ТЕКСТ ДОКУМЕНТА:

##########

Кстати, очень хорошая эта гофмановская сказка. Там два волшебника. Там есть эта легкомысленная фея Розабельверде, которая хочет хорошего, но у нее немножко мозгов не хватает, и есть постарше волшебник. Там есть замечательная сцена, когда они сходятся друг с другом, как бы пьют кофе, и показывают, на что они способны. Действительно, замечательный эпизод. Я все думаю, кто-нибудь экранизировал это или нет? Это было бы так красиво, когда она наливает кофе и льется неостановимый кофе, она не может перестать. Это, кстати, тоже очень фольклорная сцена, когда герой сражается с колдуном. Он превращается в птицу, тот превращается в птицу побольше, этот в зерно, этот в курицу, и вот так они конкурируют друг с другом.

Так вот… Опять же, начинаю пересказывать сюжеты, трудно остановиться. Дошли ли мы до того момента, когда в ужасе, изумлении и отвращении люди смотрят и говорят: «Боже, это вот это вот? Вот на это мы молились? Вот это чучелко соломенное?». 

Мне кажется, где-то подходим. Это трудный процесс, потому что людям кажется, что тем самым обесценивается все их прошлое. Раз мы поставили себе идола, владыкою себе цареубийцу нарекли, то, значит, все те годы, которые мы этому идолу поклонялись, выкинуты. Поэтому лучше я буду держаться за остатки своих иллюзий для того, чтобы не оказалось, что моя жизнь прожита зря.

##########

[Данные для указания точек на изображениях]
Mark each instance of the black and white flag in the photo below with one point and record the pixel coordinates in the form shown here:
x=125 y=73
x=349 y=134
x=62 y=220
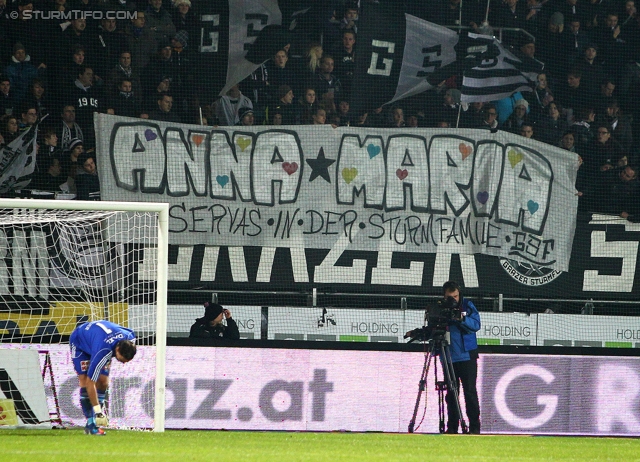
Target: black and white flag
x=401 y=55
x=18 y=161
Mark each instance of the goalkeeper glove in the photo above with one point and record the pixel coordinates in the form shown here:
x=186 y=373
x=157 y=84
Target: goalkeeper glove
x=100 y=417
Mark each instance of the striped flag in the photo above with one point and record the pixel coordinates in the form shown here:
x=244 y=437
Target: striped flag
x=499 y=76
x=400 y=55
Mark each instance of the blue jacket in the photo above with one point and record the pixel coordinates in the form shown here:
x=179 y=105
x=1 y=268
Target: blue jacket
x=463 y=333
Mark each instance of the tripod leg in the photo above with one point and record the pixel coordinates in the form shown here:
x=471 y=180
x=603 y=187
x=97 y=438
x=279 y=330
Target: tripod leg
x=451 y=380
x=421 y=388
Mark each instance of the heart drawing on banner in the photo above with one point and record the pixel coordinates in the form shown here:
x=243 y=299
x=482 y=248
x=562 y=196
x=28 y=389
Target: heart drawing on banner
x=290 y=168
x=150 y=135
x=222 y=180
x=483 y=197
x=465 y=150
x=515 y=157
x=243 y=142
x=349 y=174
x=197 y=139
x=373 y=150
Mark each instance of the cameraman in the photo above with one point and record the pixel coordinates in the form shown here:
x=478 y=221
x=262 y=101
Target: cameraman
x=464 y=356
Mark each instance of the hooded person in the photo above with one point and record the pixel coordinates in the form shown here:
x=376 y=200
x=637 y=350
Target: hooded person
x=211 y=326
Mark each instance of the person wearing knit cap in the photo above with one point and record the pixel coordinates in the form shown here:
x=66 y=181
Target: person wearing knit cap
x=211 y=324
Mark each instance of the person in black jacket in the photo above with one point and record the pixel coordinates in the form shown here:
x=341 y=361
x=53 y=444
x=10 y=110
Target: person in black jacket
x=211 y=326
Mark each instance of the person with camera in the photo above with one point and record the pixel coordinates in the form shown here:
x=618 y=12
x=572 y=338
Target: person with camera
x=211 y=326
x=464 y=356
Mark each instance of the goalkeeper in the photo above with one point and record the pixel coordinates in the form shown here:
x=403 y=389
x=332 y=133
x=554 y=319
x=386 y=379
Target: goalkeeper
x=93 y=345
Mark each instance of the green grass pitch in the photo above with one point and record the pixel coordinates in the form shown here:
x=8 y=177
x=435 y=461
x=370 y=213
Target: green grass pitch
x=237 y=446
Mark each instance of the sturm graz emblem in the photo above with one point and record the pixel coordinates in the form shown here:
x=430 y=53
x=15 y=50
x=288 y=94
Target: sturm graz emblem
x=529 y=274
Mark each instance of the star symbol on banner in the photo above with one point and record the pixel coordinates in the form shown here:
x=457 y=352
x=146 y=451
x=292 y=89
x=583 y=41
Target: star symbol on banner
x=320 y=166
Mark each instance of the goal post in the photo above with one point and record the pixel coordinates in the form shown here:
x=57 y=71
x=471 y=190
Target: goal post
x=63 y=263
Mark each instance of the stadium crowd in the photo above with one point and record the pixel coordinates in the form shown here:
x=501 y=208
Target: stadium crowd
x=585 y=100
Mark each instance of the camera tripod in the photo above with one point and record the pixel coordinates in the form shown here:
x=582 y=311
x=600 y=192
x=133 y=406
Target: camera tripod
x=438 y=345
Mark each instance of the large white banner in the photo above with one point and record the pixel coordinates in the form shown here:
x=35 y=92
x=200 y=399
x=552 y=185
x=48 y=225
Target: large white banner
x=407 y=190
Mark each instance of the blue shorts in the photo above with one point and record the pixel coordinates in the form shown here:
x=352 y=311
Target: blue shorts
x=81 y=362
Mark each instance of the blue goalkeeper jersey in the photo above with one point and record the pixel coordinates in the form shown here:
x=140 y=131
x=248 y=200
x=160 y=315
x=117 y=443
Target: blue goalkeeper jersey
x=98 y=339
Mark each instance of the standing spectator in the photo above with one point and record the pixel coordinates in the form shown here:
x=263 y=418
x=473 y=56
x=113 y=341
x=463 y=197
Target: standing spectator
x=551 y=127
x=69 y=130
x=7 y=102
x=159 y=21
x=164 y=111
x=227 y=107
x=141 y=42
x=20 y=72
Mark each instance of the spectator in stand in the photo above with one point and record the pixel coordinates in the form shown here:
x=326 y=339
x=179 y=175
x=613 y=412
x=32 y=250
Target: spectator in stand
x=7 y=101
x=123 y=70
x=69 y=130
x=20 y=72
x=159 y=21
x=526 y=130
x=551 y=127
x=279 y=73
x=284 y=106
x=547 y=44
x=87 y=181
x=573 y=42
x=490 y=118
x=581 y=128
x=86 y=99
x=345 y=61
x=319 y=117
x=106 y=45
x=38 y=99
x=539 y=98
x=326 y=81
x=164 y=111
x=591 y=71
x=397 y=118
x=184 y=18
x=308 y=107
x=9 y=128
x=346 y=117
x=518 y=117
x=227 y=107
x=125 y=102
x=619 y=125
x=141 y=42
x=246 y=118
x=29 y=117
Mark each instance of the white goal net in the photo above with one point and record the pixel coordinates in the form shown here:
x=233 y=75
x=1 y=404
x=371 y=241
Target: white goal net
x=64 y=263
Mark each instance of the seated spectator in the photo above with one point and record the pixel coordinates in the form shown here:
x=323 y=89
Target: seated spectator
x=7 y=100
x=308 y=106
x=20 y=72
x=211 y=326
x=551 y=127
x=518 y=117
x=227 y=107
x=87 y=180
x=164 y=111
x=246 y=117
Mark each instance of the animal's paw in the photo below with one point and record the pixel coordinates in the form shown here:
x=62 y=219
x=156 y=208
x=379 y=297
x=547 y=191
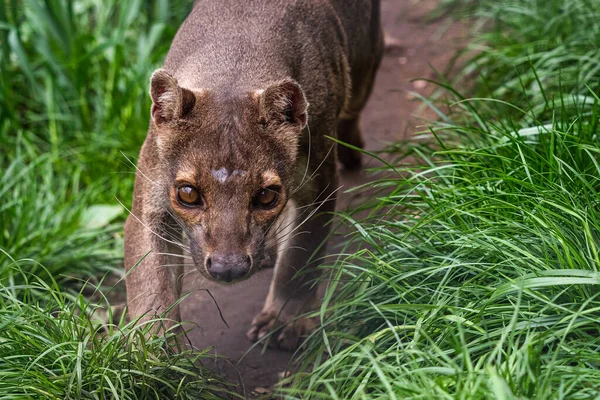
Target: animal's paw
x=288 y=330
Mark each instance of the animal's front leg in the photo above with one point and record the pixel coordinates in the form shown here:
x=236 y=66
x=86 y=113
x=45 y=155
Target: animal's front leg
x=293 y=290
x=154 y=281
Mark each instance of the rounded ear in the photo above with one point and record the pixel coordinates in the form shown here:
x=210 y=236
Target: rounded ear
x=169 y=100
x=284 y=103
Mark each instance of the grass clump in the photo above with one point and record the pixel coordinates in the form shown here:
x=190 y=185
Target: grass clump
x=477 y=273
x=73 y=98
x=478 y=276
x=56 y=346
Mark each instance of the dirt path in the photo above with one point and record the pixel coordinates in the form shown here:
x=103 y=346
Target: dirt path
x=412 y=46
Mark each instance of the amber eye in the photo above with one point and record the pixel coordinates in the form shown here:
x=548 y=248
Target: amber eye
x=189 y=196
x=267 y=197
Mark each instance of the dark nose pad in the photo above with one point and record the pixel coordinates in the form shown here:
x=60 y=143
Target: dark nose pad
x=228 y=267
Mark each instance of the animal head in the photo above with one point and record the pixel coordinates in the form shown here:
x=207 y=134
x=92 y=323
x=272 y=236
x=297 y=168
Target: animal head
x=230 y=160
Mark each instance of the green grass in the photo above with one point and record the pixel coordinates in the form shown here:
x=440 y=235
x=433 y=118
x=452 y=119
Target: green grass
x=478 y=273
x=74 y=81
x=74 y=110
x=57 y=346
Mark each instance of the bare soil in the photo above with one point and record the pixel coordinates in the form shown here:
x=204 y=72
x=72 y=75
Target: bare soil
x=414 y=44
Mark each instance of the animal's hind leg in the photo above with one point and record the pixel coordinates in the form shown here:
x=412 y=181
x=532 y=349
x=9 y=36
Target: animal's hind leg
x=349 y=132
x=348 y=129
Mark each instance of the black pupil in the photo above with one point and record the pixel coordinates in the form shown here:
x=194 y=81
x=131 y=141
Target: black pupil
x=267 y=197
x=189 y=195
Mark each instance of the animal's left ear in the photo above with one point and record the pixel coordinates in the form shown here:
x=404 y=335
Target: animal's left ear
x=284 y=103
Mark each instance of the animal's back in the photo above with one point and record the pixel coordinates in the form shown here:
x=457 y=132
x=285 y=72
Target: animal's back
x=239 y=45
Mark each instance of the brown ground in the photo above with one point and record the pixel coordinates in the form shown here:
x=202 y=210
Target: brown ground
x=412 y=46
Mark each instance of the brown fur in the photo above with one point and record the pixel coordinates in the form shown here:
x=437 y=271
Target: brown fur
x=248 y=92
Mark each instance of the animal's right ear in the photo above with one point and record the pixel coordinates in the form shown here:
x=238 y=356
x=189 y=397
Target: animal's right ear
x=169 y=100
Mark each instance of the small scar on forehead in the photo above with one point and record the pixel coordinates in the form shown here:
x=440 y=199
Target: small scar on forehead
x=222 y=174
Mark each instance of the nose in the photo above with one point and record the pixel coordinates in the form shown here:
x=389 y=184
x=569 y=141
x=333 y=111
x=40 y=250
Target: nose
x=228 y=267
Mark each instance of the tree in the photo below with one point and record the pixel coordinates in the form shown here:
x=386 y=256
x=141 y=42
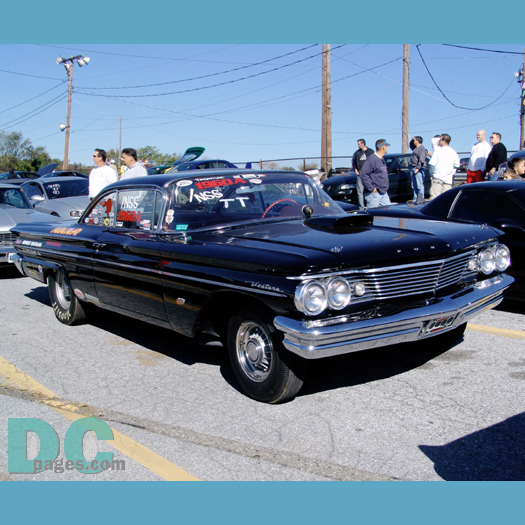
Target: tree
x=13 y=149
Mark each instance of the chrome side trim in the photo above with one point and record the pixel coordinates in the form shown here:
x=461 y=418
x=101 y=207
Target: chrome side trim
x=158 y=272
x=310 y=342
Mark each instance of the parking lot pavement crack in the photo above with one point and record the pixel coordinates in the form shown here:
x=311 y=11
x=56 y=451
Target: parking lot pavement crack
x=286 y=459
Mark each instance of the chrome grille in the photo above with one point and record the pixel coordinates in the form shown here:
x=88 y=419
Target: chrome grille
x=7 y=239
x=423 y=278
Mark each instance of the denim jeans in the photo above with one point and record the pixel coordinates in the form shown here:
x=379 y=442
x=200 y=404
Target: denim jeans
x=374 y=200
x=417 y=183
x=360 y=192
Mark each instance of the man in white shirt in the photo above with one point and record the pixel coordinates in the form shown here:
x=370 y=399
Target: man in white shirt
x=100 y=176
x=445 y=161
x=478 y=159
x=135 y=169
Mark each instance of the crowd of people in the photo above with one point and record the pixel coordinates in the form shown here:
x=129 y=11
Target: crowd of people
x=484 y=161
x=106 y=171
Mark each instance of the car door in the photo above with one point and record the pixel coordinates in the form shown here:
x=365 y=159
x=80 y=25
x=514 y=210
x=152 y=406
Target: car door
x=126 y=262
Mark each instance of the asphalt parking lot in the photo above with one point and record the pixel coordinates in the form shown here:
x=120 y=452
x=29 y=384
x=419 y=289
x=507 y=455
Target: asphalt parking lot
x=410 y=412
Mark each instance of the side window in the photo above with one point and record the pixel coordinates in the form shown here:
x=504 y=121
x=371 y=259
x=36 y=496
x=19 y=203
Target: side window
x=136 y=209
x=486 y=207
x=103 y=213
x=33 y=190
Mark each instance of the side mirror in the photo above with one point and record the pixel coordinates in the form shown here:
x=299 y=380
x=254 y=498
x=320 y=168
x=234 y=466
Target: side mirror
x=509 y=226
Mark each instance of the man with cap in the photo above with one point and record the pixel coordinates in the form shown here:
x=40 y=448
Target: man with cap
x=375 y=177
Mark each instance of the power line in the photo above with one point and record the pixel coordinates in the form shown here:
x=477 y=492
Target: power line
x=487 y=50
x=29 y=115
x=211 y=86
x=447 y=99
x=34 y=98
x=211 y=74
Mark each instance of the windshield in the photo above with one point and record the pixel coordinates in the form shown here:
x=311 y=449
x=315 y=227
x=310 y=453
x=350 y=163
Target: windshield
x=14 y=198
x=221 y=199
x=67 y=188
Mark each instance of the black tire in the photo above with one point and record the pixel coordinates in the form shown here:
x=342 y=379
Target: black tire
x=265 y=370
x=67 y=307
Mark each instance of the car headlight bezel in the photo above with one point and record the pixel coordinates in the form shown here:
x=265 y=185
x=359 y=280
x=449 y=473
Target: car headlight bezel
x=339 y=293
x=502 y=256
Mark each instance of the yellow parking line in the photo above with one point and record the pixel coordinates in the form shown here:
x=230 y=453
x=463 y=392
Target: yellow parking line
x=137 y=452
x=514 y=334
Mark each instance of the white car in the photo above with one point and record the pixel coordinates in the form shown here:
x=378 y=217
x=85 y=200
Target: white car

##########

ЧТО СДЕЛАТЬ:
1 - Как зовут легкомысленную фею, о которой говорится в тексте о сказке Гофмана?
2 - Приведите продолжение текста о сказке Гофмана, начиная сразу после его последнего предложения.
Приведённые пункты здесь никак не используются.

ОТВЕТЫ ПО ПУНКТАМ:
1 - Розабельверде.

2 -
Но само это цепляние говорит нам о том, что на этом портрете Дориана Грея проступает эта жуткая рожа. Заемная молодость, вот эта восковая личина, масочка — она начинает трескаться и распадаться. Мне кажется, что и в неуспехах пропаганды… Опять же, я не люблю этот физиогномический аргумент, красота в глазе смотрящего, и уродство в нем же, но вот это нечто, проступающее на лицах тех, кто вынужден нести эту страшную службу — преждевременная старость, какая-то неантропоморфность, нечто такое не совсем живое — мне кажется признаками наступления того же самого.

Знаете, как это — «ложная мудрость мерцает и тлеет пред солнцем бессмертным ума». Это все действительно рассыпается при свете дня. В конце, в финале «Алисы в стране чудес», когда Королева Червей всем грозит отрубить головы, и она такая страшная и раздает эти смертные приговоры… Суд они устраивают. Sentence first, verdict afterwards — «приговор сначала, обоснование потом». Тоже хорошее изображение правосудия.

Но Алиса начинает расти. Она начинает неудержимо расти. Она возвращается к своему истинному росту. И чем дальше, тем больше она понимает, среди кого она находится. И они начинают судорожно выдумывать новые законы. Король говорит: «Запрещено находиться в зале лицам выше 10 футов ростом». Она говорит: «Вы это придумали только что». — «Неправда, это самый старый закон в книге». — «Если он самый старый, он должен быть № 1».

И вот она вырастает, и та ей говорит: «Off with her head! Отрубить ей голову!». И вот эта последняя фраза, собственно говоря, этой сказки: «Who cares for you? You are nothing but a pack of cards. Да кому до вас дело? Вы всего-навсего колода карт». И они взлетают в воздух, и она просыпается. Вот, собственно говоря, конец путешествия героя. Дай Бог дожить до этого момента!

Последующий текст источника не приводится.